Please copy the lines of the listing below unchanged, starting with the line that contains "Please segment every instance of the jacket" and going on through the line that contains "30L127 38L133 35L138". Include both of those lines and nothing outside them.

# start of Data records

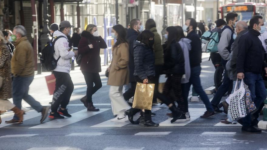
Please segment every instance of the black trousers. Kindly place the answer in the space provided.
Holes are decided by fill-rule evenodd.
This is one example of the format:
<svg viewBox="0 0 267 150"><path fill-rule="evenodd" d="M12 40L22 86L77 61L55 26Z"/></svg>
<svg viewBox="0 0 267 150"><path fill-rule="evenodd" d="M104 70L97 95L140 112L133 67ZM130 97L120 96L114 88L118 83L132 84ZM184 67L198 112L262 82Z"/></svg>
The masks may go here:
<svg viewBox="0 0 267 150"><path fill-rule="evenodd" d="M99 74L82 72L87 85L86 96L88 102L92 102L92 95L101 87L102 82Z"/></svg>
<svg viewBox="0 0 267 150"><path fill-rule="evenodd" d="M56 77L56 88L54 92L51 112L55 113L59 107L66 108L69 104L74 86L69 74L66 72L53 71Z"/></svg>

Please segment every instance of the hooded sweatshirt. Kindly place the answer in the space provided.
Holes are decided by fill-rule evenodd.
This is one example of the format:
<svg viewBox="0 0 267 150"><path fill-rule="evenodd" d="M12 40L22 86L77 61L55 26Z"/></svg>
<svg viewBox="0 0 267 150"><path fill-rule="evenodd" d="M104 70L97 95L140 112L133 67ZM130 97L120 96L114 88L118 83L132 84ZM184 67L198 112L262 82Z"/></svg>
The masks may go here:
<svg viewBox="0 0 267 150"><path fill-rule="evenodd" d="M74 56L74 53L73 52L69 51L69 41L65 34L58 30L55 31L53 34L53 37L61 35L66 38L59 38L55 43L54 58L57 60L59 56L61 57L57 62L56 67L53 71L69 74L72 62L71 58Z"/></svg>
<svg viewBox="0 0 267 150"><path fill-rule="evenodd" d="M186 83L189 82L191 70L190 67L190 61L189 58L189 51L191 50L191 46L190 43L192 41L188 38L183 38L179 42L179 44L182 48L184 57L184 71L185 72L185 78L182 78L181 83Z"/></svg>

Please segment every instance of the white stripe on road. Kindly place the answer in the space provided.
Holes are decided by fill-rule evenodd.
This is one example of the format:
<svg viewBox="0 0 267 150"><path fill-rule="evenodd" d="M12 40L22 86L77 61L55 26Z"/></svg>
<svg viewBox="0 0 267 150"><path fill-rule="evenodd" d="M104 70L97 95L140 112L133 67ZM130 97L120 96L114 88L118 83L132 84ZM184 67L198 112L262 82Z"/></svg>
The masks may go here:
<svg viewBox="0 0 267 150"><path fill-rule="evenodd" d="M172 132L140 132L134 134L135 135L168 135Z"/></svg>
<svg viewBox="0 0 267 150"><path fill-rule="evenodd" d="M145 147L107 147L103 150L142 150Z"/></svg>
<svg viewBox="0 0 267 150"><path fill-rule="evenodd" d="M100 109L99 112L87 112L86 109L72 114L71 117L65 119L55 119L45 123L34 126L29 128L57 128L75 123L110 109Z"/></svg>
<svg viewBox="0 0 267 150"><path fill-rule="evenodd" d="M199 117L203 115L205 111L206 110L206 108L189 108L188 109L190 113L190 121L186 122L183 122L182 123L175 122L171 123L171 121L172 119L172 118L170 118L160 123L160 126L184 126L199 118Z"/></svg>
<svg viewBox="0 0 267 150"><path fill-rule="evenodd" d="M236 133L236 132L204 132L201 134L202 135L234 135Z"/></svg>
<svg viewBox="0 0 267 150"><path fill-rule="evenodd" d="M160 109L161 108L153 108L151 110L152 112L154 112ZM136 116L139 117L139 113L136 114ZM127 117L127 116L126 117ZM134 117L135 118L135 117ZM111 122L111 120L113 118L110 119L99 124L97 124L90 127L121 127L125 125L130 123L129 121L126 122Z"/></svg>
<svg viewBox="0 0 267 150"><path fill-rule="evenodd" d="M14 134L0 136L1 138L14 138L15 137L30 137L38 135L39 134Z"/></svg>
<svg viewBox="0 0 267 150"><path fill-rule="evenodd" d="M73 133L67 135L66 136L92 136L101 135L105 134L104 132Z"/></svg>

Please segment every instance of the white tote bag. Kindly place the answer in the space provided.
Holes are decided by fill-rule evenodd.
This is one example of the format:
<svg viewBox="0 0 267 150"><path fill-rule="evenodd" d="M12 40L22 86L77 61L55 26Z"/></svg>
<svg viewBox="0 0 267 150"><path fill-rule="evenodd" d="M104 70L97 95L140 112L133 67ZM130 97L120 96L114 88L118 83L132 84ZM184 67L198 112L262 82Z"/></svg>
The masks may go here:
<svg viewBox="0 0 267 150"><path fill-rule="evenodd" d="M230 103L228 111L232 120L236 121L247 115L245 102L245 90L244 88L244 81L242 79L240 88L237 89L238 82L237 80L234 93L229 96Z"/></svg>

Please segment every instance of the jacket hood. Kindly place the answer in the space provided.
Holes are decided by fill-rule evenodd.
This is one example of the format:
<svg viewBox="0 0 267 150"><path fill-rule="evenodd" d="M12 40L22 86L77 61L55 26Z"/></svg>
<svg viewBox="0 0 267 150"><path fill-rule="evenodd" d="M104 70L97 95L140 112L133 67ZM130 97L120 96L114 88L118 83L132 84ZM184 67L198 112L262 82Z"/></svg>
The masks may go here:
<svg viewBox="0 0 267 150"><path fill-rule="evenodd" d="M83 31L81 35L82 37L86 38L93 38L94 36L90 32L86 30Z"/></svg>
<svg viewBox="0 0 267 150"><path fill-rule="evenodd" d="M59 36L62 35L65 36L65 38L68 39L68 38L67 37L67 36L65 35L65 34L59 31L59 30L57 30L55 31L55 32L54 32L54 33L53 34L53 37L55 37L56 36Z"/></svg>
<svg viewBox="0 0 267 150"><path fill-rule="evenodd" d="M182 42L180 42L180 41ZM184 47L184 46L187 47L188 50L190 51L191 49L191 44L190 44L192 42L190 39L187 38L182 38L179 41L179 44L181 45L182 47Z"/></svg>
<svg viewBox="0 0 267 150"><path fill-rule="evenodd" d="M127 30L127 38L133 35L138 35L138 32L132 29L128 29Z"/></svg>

# end of Data records
# start of Data records

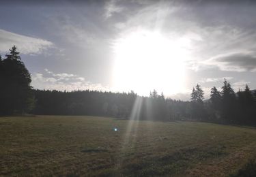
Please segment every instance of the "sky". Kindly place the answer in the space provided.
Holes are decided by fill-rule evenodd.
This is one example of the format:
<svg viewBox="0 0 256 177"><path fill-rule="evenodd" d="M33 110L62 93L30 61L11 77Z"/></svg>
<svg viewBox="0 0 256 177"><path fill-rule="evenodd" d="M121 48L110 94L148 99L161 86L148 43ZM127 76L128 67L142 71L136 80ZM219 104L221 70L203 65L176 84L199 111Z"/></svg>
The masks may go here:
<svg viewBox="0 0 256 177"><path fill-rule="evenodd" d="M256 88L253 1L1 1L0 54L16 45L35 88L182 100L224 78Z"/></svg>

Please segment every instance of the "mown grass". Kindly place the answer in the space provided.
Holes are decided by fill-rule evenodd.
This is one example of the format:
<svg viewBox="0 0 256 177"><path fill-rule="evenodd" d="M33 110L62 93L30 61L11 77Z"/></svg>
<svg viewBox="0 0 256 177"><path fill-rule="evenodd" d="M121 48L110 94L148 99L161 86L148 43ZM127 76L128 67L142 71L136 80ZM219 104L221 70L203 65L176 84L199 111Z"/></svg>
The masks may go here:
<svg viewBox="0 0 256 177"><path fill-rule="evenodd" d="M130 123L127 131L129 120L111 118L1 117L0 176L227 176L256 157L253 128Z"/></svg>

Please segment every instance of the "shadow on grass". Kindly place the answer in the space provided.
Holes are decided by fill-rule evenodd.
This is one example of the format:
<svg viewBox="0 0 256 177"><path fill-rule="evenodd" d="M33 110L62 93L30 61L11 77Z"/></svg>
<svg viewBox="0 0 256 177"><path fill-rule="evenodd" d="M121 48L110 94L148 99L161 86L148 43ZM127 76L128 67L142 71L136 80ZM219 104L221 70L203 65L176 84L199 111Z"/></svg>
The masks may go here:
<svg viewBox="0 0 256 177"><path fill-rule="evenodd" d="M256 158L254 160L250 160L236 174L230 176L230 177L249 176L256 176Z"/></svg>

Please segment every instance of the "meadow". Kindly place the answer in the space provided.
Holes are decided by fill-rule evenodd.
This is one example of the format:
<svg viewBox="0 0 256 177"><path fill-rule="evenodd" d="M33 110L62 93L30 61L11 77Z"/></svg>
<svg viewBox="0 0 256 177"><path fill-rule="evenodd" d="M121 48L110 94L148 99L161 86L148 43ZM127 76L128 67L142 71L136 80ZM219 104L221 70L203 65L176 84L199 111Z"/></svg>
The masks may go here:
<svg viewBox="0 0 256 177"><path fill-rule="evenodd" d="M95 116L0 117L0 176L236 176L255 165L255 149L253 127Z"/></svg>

# end of Data records

> Result
Please segment every instance of the jacket hood. Kindly place the answer in the space provided.
Holes are decided by fill-rule evenodd.
This is one example of the format:
<svg viewBox="0 0 267 150"><path fill-rule="evenodd" d="M12 40L22 86L77 61L55 26Z"/></svg>
<svg viewBox="0 0 267 150"><path fill-rule="evenodd" d="M104 70L97 95L140 112L133 67ZM130 97L120 96L114 88L118 83L132 84ZM184 67L198 112L262 82Z"/></svg>
The masks may go here:
<svg viewBox="0 0 267 150"><path fill-rule="evenodd" d="M83 31L81 35L82 37L86 38L93 38L94 36L90 32L86 30Z"/></svg>
<svg viewBox="0 0 267 150"><path fill-rule="evenodd" d="M59 36L62 35L65 36L65 38L68 39L68 38L67 37L67 36L65 35L65 34L59 31L59 30L57 30L55 31L55 32L54 32L54 33L53 34L53 37L55 37L56 36Z"/></svg>
<svg viewBox="0 0 267 150"><path fill-rule="evenodd" d="M182 42L180 42L180 41ZM184 47L184 46L187 47L188 50L190 51L191 49L191 44L190 44L192 42L190 39L187 38L182 38L179 41L179 44L181 45L182 47Z"/></svg>
<svg viewBox="0 0 267 150"><path fill-rule="evenodd" d="M127 30L127 38L133 35L138 35L138 32L132 29L128 29Z"/></svg>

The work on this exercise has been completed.